_Task to complete_
Rewrite the entries from the line containing "Where can the manhole" through the last line of the entries, changing every "concrete" to "cement" and leaving everything else the same.

Start of Extracted entries

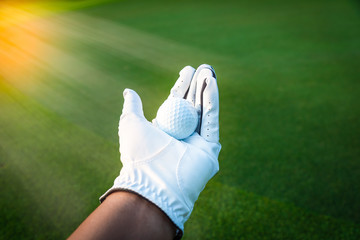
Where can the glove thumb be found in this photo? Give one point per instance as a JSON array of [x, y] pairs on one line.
[[132, 103]]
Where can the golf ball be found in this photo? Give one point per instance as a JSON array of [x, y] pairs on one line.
[[177, 117]]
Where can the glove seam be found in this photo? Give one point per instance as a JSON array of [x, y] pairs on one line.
[[180, 181], [129, 162]]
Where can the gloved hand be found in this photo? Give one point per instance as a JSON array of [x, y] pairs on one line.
[[168, 172]]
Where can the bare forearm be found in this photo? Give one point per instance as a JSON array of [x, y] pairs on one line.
[[125, 215]]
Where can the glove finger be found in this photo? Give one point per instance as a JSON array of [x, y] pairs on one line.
[[132, 103], [204, 74], [209, 124], [182, 85], [191, 95]]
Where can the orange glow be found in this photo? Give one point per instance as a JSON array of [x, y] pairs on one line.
[[18, 46]]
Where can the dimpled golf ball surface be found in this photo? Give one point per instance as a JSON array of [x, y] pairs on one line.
[[177, 117]]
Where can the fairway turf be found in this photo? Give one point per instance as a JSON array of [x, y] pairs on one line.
[[288, 76]]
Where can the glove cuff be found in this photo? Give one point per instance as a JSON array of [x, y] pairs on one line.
[[165, 195]]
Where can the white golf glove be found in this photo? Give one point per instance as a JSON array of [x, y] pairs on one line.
[[168, 172]]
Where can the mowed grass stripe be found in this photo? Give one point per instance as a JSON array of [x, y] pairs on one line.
[[225, 212]]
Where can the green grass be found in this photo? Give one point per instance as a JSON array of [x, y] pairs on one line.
[[288, 75]]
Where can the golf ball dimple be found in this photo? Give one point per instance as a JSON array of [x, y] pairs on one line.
[[177, 117]]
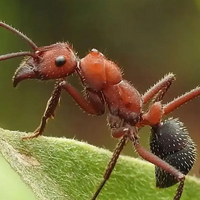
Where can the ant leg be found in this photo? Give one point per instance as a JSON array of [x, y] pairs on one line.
[[94, 102], [169, 107], [162, 85], [146, 155], [111, 164], [49, 111]]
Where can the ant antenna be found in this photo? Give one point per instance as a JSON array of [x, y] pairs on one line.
[[15, 31], [18, 54]]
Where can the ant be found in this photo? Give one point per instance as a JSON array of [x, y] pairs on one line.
[[172, 150]]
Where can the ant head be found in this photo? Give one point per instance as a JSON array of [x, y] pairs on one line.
[[98, 72], [49, 62]]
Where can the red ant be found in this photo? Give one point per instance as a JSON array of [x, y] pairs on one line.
[[104, 86]]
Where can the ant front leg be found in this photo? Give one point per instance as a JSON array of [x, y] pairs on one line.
[[49, 111], [111, 164], [93, 103]]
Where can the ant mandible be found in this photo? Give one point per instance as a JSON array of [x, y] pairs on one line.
[[104, 86]]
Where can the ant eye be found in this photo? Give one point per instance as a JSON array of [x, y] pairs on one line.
[[95, 50], [60, 61]]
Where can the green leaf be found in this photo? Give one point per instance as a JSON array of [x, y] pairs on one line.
[[66, 169]]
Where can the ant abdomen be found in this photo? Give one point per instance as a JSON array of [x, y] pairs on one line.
[[171, 142]]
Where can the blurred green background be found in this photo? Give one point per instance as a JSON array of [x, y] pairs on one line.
[[146, 38]]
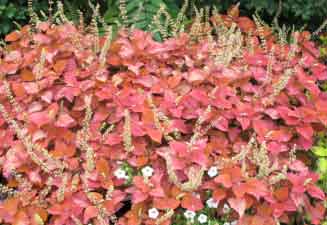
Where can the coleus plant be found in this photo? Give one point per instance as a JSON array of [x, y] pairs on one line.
[[198, 121]]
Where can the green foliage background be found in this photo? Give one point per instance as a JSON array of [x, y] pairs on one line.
[[307, 13]]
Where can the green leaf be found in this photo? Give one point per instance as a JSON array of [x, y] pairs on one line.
[[320, 151]]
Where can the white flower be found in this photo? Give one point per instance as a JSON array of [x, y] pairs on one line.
[[211, 203], [147, 171], [226, 208], [231, 223], [153, 213], [202, 218], [189, 214], [213, 171], [120, 174]]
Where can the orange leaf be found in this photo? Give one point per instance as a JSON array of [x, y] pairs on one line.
[[165, 203], [225, 180], [102, 167], [147, 115], [219, 194], [191, 202], [60, 66], [281, 194], [234, 11], [11, 205], [18, 89], [21, 218]]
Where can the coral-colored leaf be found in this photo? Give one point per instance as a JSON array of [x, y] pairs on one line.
[[191, 202], [238, 204], [165, 203]]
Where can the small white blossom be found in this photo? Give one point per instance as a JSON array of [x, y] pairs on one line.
[[213, 171], [226, 208], [147, 171], [211, 203], [202, 218], [189, 214], [120, 174], [153, 213]]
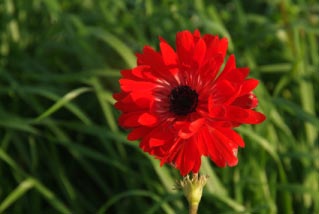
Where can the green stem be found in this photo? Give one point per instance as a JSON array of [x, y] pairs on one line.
[[193, 208]]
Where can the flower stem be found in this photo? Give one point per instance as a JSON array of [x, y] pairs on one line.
[[193, 189], [193, 208]]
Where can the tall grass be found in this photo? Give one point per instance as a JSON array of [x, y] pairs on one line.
[[61, 150]]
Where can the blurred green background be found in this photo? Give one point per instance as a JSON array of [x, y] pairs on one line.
[[61, 150]]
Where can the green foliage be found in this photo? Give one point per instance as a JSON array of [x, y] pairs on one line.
[[61, 150]]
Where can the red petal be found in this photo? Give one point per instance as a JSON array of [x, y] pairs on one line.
[[147, 119], [131, 85], [248, 85], [199, 52], [248, 101], [138, 133], [236, 114], [188, 129]]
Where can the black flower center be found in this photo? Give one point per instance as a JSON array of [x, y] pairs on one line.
[[183, 100]]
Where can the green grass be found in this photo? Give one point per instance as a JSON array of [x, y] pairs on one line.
[[61, 150]]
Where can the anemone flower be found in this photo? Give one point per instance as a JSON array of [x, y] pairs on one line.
[[185, 103]]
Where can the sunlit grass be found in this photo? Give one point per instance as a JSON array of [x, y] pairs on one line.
[[61, 150]]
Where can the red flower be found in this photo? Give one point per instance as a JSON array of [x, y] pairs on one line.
[[181, 107]]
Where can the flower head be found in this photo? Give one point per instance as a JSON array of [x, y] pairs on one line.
[[181, 105]]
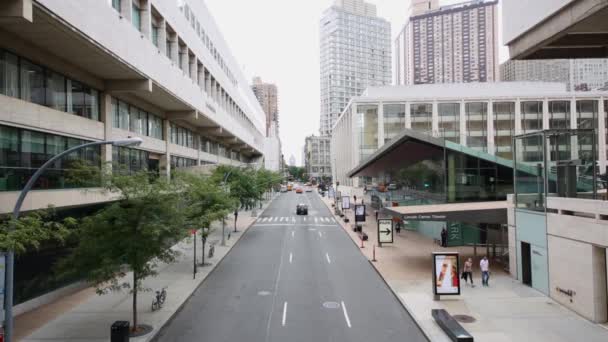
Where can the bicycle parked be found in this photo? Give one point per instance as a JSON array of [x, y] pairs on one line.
[[159, 299]]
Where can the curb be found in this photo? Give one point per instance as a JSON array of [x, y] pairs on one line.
[[154, 338], [407, 309]]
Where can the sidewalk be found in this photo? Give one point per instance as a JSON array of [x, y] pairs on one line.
[[85, 316], [505, 311]]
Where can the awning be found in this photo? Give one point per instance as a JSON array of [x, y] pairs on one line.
[[471, 212]]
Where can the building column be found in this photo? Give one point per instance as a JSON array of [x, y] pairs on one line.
[[106, 118], [490, 128], [165, 160], [435, 120], [601, 135], [380, 124], [146, 18], [408, 116], [162, 36], [463, 124], [546, 114], [517, 117]]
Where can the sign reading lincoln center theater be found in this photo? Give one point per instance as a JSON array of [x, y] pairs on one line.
[[424, 217]]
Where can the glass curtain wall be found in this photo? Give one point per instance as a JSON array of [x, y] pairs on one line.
[[449, 121], [23, 151], [477, 127], [394, 120], [531, 116], [28, 81], [504, 128], [422, 117], [559, 114], [368, 130]]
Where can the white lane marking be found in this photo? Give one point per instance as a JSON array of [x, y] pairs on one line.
[[284, 312], [346, 315]]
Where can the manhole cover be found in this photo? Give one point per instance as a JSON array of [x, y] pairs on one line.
[[331, 305], [464, 318]]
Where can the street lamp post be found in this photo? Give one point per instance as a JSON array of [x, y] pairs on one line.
[[10, 254]]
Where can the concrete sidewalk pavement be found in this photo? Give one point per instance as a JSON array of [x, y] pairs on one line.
[[505, 311], [87, 317]]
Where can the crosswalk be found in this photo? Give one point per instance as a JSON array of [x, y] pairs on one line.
[[296, 219]]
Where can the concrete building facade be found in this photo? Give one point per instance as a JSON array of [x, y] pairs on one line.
[[79, 71], [317, 157], [481, 116], [267, 96], [355, 53], [578, 74], [449, 44]]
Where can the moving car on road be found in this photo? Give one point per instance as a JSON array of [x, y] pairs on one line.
[[302, 209]]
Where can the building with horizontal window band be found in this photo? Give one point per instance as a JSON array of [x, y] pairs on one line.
[[73, 72]]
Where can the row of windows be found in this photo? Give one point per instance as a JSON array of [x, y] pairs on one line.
[[23, 151], [137, 120], [23, 79]]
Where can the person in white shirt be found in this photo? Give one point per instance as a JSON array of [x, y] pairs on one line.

End of Extracted entries

_Written response_
Where can the manhole cover be found in this photo? Give one point per instance as a JSON array of [x, y] pairs on one line.
[[331, 305], [464, 318]]
Where can the street lamp post be found in this photo? Give one point per instance as a JSON array of [x, y] pairs on one line.
[[10, 254]]
Where can the cement sidewalk pavement be found in this photo? Give one point per instance as a JSON array of [x, y] pairs on one line.
[[505, 311], [87, 317]]
Where can the crosswalk be found in this photo? Give one point per instance as a JSON array of [x, y] pairs on one line.
[[296, 219]]
Where can the cement building facade be found in this photo? Give one point per instance as a JSON array of [x, y] pairs on one line.
[[79, 71], [317, 157], [481, 116], [267, 96], [355, 53], [578, 74], [449, 44]]
Where can the moving car on road be found in this photo? Give one point per instance as a JSON array of [x, y] pairs on one line.
[[302, 209]]
Where can the building with horizontal window band be found in this photo? Give one point per instance as a JSON array of [x, y] pairs on one line.
[[73, 72]]
Where can the row of windows be found in this photo? Give one point per instance as a JSON array of [x, y] pairs on one line.
[[23, 151], [137, 120], [23, 79]]
Where can the person in white shirt be found in this photo? Give one point per instance as a JSON array of [x, y] pairs on one line.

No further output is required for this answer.